## Selected passage
Bella wrote:i prefer music with lyrics to get me through these difficult times....
Rolluplostinspace wrote:Ballad of the Bread Man (1968)
Charles Causley
Mary stood in the kitchen
Baking a loaf of bread.
An angel flew in through the window.
‘We’ve a job for you,’ he said.
‘God in his big gold heaven
Sitting in his big blue chair,
Wanted a mother for his little son.
Suddenly saw you there.’
Mary shook and trembled,
‘It isn’t true what you say.’
‘Don’t say that,’ said the angel.
‘The baby’s on its way.’
Joseph was in the workshop
Planing a piece of wood.
‘The old man’s past it,’ the neighbours said.
‘That girl’s been up to no good.’
‘And who was that elegant fellow,’
They said. ‘in the shiny gear?’
The things they said about Gabriel
Were hardly fit to hear.
Mary never answered,
Mary never replied.
She kept the information,
Like the baby, safe inside.
It was the election winter.
They went to vote in town.
When Mary found her time had come
The hotels let her down.
The baby was born in an annexe
Next to the local pub.
At midnight, a delegation
Turned up from the Farmers’ Club.
They talked about an explosion
That made a hole in the sky,
Said they’d been sent to the Lamb and Flag
To see God come down from on high.
A few days later a bishop
And a five-star general were seen
With the head of an African country
In a bullet-proof limousine.
‘We’ve come,’ they said ‘with tokens
For the little boy to choose.’
Told the tale about war and peace
In the television news.

## Dataset content
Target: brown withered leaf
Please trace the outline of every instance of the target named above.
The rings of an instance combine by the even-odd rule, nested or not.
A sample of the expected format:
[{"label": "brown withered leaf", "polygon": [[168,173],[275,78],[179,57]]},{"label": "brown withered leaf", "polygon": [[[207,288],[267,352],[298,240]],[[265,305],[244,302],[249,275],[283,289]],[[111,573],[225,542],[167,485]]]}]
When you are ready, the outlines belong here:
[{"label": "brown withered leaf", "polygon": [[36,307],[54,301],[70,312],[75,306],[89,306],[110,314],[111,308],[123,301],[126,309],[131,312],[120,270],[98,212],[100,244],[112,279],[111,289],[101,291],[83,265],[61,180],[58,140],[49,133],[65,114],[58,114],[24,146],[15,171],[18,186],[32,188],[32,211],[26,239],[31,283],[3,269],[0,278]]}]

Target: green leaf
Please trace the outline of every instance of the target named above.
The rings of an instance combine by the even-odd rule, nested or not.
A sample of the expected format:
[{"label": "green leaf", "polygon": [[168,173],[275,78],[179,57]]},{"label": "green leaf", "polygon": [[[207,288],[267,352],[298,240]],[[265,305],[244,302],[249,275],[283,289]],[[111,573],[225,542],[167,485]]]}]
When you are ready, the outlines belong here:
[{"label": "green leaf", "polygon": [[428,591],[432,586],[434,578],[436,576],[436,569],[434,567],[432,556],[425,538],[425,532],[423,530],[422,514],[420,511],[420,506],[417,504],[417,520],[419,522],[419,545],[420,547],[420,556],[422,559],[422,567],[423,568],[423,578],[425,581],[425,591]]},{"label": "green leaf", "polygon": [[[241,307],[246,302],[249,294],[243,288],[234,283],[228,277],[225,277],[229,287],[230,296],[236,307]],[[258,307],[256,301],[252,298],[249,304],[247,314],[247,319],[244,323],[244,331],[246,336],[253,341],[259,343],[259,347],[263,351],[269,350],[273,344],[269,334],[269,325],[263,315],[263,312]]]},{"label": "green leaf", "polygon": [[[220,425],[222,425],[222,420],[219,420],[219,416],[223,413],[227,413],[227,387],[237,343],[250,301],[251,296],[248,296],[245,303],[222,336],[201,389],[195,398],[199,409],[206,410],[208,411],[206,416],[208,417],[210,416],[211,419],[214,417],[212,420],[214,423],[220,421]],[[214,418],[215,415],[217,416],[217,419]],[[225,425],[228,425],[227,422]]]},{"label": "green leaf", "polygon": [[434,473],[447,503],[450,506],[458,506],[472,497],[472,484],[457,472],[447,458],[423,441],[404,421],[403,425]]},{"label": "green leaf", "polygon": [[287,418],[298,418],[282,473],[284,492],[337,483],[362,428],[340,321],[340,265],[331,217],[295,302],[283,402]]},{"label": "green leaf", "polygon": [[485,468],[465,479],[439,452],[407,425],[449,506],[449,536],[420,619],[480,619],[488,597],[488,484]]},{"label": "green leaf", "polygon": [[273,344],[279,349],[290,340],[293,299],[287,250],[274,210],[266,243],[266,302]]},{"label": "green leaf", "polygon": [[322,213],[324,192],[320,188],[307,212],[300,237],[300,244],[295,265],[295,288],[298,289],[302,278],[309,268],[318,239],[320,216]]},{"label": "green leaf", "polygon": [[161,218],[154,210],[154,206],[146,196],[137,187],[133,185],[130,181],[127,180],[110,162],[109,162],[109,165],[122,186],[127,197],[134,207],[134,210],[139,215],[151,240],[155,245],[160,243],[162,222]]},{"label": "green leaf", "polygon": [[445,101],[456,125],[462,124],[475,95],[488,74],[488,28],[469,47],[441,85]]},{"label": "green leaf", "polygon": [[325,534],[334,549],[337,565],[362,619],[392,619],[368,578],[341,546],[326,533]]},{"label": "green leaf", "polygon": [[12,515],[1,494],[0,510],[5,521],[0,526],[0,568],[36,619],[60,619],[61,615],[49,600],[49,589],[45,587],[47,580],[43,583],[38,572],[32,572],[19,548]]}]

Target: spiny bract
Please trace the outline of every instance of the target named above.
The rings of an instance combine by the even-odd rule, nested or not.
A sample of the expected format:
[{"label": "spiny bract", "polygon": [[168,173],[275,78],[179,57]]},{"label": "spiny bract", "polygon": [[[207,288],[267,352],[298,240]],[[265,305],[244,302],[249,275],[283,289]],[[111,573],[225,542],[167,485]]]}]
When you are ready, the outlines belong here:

## To do
Carry the Bread Man ballad onward from its final stanza, picking up after "In the television news."

## Exercise result
After them came the soldiers
With rifle and bombs and gun,
Looking for enemies of the state.
The family had packed up and gone.
When they got back to the village
The neighbours said, to a man,
‘That boy will never be one of us,
Though he does what he blessed well can.’
He went round to all the people
A paper crown on his head.
Here is some bread from my father.
Take, eat, he said.
Nobody seemed very hungry.
Nobody seemed to care.
Nobody saw the God in himself
Quietly standing there.
He finished up in the papers,
He came to a very bad end.
He was charged with bringing the living to life.
No man was that prisoner’s friend.
There’s only one kind of punishment
To fit that kind of crime.
They rigged a trial and shot him dead.
They were only just in time.
They lifted the young man by the leg,
Thy lifted him by the arm,
They locked him in a cathedral
In case he came to harm.
They stored him safe as water
Under seven rocks.
One Sunday morning he burst out
Like a jack-in-the-box.
Through the town he went walking.
He showed them the holes in his head.
Now do you want any loaves? he cried.
‘Not today’ they said.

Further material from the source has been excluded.